Active Site

∞ generated and posted on 2023.05.20 ∞

Location within a protein, typically an enzyme, that binds specifically to a substrate and where catalysis is effected.

Think of the Active Site as what enzymes are primarily about, with the rest of the protein, e.g., the other 90 or so percent, serving to support the conformation of the active site (i.e., its shape) as well as whether the active site in fact is even active (allosteric sites)

Usually the active site will constitute only a very small portion of a protein. The rest of the protein is responsible for (1) stabilizing the active site, (2) interacting with other molecules (thereby helping to define where the protein is located in a cell), (3) effecting movement within the active site (thereby allowing the active site to change in conformation in response to substrate presence), and (4) controlling the activity of the active site, that is, whether or not catalysis can occur.

Figure legend: Diagrammatic representation of an enzyme with the active site shown as a small cleft. Note that substrate enters the active site but leaves as product. Within the active site the substrate is that being manipulated chemically, particularly in a manner that causes the substrate first to resemble and then to chemically become the product.

It is kind of like your computer. Only a very small portion of the computer is the actual processing unit. Everything else exists as various forms of support for that processing unit—so too most of an enzyme serves in a supporting roles for the active site, i.e., where the "action" really occurs.

### Using the information
**1.** According to the passage on active sites, what does substrate leave the active site as?
**2.** Recast the paragraph of the passage on active sites that begins "Usually the active site will constitute" as a short list.
The records have no role in the work on the passage on active sites.

### Data provided
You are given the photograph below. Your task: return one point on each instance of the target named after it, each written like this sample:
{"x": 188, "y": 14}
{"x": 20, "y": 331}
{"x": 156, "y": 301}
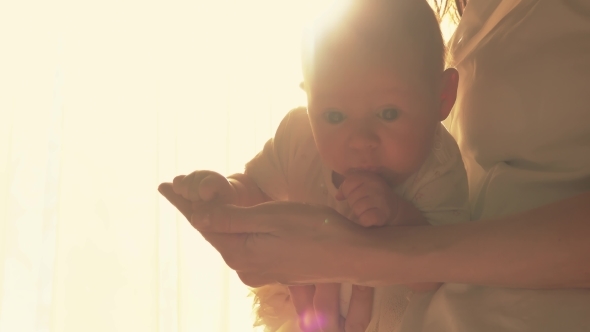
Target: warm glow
{"x": 100, "y": 101}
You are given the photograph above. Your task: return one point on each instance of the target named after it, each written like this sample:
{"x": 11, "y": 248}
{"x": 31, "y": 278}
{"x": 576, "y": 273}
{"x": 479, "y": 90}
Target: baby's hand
{"x": 371, "y": 198}
{"x": 204, "y": 186}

### Responses to the exercise
**1.** It leaves as product.

**2.**
The active site is usually a very small part of a protein. The rest of the protein:
- stabilizes the active site
- interacts with other molecules, helping define where the protein sits in a cell
- moves the active site, letting it change conformation when substrate is present
- controls whether catalysis can occur at the active site